To do
The required output is the line with "Q: For each instance of the hanging laundry" through the final line of the entries, each one exactly as it stands.
══════
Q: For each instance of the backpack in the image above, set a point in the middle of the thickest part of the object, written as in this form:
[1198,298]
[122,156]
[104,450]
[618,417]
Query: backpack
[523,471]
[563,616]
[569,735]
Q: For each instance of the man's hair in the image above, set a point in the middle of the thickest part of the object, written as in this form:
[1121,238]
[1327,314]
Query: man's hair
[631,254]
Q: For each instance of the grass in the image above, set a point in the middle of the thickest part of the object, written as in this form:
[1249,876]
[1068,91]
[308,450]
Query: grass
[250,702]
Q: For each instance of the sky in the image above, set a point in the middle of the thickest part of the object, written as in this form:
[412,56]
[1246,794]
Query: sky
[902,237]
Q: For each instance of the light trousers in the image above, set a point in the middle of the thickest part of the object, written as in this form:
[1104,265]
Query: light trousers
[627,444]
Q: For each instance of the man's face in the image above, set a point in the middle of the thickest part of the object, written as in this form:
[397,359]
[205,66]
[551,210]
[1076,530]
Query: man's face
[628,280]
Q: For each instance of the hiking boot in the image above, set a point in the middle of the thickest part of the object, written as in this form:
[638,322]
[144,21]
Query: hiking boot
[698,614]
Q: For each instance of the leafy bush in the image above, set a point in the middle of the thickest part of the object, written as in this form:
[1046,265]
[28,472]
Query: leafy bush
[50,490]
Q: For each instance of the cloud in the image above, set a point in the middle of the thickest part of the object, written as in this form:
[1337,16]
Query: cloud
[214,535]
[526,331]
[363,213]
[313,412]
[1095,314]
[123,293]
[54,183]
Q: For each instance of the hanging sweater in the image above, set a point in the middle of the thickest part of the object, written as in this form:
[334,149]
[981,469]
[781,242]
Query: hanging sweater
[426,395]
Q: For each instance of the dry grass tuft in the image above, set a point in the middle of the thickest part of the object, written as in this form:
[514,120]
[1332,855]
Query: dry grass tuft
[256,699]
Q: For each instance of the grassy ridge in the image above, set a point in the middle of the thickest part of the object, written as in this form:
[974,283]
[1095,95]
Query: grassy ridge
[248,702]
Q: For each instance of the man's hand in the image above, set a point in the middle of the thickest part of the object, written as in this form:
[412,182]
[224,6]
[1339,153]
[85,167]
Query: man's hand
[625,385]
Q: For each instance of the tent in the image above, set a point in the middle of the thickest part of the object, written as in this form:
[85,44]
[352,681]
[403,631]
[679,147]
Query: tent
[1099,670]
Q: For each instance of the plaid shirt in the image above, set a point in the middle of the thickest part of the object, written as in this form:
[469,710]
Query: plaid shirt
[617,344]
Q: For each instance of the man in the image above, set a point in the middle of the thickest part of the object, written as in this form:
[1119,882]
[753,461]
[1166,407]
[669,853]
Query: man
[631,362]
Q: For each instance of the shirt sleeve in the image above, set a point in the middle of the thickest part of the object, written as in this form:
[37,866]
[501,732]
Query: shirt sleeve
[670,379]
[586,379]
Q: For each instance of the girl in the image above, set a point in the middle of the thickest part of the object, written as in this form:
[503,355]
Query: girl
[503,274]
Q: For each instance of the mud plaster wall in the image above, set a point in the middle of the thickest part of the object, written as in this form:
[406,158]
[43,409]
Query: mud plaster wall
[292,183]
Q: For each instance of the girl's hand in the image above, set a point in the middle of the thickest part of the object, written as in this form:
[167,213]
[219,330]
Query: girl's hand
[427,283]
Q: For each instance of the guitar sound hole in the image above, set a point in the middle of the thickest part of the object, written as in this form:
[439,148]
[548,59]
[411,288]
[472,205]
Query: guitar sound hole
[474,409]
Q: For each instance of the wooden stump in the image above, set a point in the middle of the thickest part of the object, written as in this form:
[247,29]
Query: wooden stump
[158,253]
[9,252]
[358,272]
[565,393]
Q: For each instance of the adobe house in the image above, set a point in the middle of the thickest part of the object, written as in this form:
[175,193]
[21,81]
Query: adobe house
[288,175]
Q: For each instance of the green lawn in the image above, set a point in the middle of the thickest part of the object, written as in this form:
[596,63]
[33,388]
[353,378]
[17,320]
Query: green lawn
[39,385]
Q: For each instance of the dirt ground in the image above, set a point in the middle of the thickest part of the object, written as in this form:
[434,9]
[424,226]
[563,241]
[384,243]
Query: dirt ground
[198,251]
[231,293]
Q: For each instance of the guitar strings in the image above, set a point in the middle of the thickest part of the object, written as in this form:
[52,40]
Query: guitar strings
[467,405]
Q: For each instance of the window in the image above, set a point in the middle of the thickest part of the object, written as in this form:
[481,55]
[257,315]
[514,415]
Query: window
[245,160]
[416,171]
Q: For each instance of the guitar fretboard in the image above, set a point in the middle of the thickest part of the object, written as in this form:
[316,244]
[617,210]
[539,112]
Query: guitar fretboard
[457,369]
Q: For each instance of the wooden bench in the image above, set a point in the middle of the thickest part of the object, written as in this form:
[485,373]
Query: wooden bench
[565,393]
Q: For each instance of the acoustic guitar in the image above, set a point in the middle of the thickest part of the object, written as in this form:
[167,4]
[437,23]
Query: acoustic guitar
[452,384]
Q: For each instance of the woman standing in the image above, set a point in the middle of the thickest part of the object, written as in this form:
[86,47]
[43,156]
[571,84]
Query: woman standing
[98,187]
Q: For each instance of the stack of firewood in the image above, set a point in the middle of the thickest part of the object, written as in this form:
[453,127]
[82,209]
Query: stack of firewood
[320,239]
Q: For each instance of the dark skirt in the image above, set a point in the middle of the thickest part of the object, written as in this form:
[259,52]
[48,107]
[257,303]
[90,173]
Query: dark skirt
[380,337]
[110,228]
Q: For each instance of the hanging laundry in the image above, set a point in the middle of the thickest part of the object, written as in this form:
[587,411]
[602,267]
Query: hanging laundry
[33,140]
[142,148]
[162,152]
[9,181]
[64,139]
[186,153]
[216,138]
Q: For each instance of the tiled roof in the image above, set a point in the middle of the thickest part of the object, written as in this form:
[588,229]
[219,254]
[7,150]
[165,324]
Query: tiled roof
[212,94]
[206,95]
══════
Output for this exercise
Q: For each instance of the hanging laundry in the image above, set a point in the middle of the thickest part of the object, written as in this form:
[587,411]
[602,267]
Query: hanging laundry
[33,140]
[142,148]
[162,152]
[9,181]
[64,139]
[186,153]
[216,138]
Q: For each instance of the tiled roof in the image above, set a point in the middle of the thickest part of the object, written as in this form:
[588,229]
[219,254]
[7,150]
[165,324]
Query: tiled roof
[212,94]
[206,95]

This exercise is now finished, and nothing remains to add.